Passage:
• • • • • • •
Russian state procurement makes up quarter of economy

Russian state procurement makes up quarter of economy
/ Photo by Ben Aris
By bne IntelliNews March 25, 2016

​Russia may have adopted capitalism but up to a quarter of GDP in value terms is still due to state procurements that are carried out daily by an army over one million bureaucrats.

State procurement systems are in focus at the moment. Arguably the only significant reform Ukraine has made since the Maidan uprising in 2014 has been to set up an electronic system of state procurements that commentators expect will slash millions, if not billions, of dollars off the state purchasing budget as an effective tool to curb corruption.

Much less well reported, Russia already put the same reform into place several years ago and has website advertising all the contracts on offer – except that it is not working very well. However, one of the side-effects of collapsing oil prices has been to focus the government effort on making the system work and at the same time drive more of the spending towards small- and medium-sized enterprises (SMEs) as a way of stimulating growth and employment.

State orders placed with SMEs are central to the plan for bolstering growth, says Igor Artemyev, the head of the Federal Antimonopoly Service (FAS) that oversees the procurements, Vedomosti reported on March 24.
• • • • • • •
Data shown:
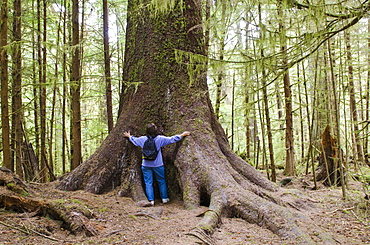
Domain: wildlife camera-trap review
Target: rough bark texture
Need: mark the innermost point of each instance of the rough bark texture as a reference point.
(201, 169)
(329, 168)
• • • • • • •
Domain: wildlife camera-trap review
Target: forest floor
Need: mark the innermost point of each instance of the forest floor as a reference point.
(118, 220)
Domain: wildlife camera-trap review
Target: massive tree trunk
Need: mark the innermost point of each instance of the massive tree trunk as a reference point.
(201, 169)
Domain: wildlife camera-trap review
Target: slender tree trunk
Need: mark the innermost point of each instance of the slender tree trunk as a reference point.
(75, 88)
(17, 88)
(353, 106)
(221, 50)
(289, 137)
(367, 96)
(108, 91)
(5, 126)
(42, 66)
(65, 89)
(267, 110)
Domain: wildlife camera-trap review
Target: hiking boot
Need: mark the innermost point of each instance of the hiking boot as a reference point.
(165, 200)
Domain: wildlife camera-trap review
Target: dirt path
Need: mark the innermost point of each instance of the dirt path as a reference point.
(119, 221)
• • • • • • •
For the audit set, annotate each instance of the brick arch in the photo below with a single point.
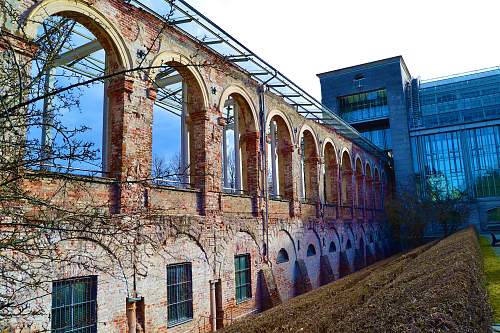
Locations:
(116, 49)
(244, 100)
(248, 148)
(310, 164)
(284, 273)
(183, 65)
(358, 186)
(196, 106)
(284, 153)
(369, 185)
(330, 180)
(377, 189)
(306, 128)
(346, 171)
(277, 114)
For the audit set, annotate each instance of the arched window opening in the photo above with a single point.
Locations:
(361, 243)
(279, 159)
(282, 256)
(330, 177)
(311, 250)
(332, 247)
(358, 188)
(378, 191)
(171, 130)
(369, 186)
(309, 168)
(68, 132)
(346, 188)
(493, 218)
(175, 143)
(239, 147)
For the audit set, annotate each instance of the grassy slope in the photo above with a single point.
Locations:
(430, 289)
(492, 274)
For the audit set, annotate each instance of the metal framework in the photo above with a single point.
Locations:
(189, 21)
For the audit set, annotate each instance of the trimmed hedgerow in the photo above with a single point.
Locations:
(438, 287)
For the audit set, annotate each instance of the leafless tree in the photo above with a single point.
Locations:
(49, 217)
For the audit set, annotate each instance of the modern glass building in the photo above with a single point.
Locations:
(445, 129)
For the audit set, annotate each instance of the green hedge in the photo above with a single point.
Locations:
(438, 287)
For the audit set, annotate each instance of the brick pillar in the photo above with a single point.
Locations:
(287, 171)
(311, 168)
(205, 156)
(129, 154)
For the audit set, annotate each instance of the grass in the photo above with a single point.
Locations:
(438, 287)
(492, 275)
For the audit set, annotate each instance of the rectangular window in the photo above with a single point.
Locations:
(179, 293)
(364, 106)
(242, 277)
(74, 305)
• • • • • • •
Tasks and exercises:
A: Retype the stretch of the article on Russian state procurement from "Much less well" through "on March 24.".
B: Continue the article on Russian state procurement, starting after its last sentence.

Responses by item number:
A:
Much less well reported, Russia already put the same reform into place several years ago and has website advertising all the contracts on offer – except that it is not working very well. However, one of the side-effects of collapsing oil prices has been to focus the government effort on making the system work and at the same time drive more of the spending towards small- and medium-sized enterprises (SMEs) as a way of stimulating growth and employment.

State orders placed with SMEs are central to the plan for bolstering growth, says Igor Artemyev, the head of the Federal Antimonopoly Service (FAS) that oversees the procurements, Vedomosti reported on March 24.

B:
Last year, the total volume of the public procurement market, including the purchase of state-owned corporations, reached an astonishing RUB30 trillion ($437bn), equivalent to 25% of GDP, according to FAS. Given that Finance Minister Anton Siluanov is trying to find cuts of RUB2 trillion to reduce this year's projected federal budget deficit to 3%, state procurements looks like a area ripe for reform.

This federal octopus is staffed with over one million people and rising, according to Deputy Minister of Economic Development Evgeny Elin, was responsible for more than 330,000 state and municipal customers and about 500,000 suppliers last year.

Construction works is one of the biggest spending items and accounted for RUB2.07 trillion in 2015, which is probably responsible for putting the growth of the sector back into the black: construction volumes were shrinking all year, but in February 2016 the volume of objects increased by 1% y/y for the first time since 2013.  

In second place on the state's shopping list is contracts for the purchasing of medical devices and pharmaceuticals, worth RUB486.6bn, or 9% of total purchases. This one is a touchy subject as the Russian constitution guarantees citizens treatment if they get sick, but Russia produces few of the high-tech drugs needed and is forced to import the bulk of it medicine.

In general, the reforms seem to be going backwards slowly. Artemyev complained that the number of single-bidder contracts has increased from 18% in 2014 to 21.7% in 2015. And the lion's share of single-bidder applications are for construction contracts, where there is a plethora of companies, but which is also the largest part of government spending. Clearly the construction sector remains infested with graft.

FAS is the responsible body for checking and approving the single-bid contract applications to ensure there are no irregularities; in 2014, FAS received 84,447 applications for single bidder contracts, falling to 5001 after the rules were changed and FAS approval was no longer required if an e-auction failed to produce a winner. In that case, the local government body offering the contract is free to award it to whomever it pleases.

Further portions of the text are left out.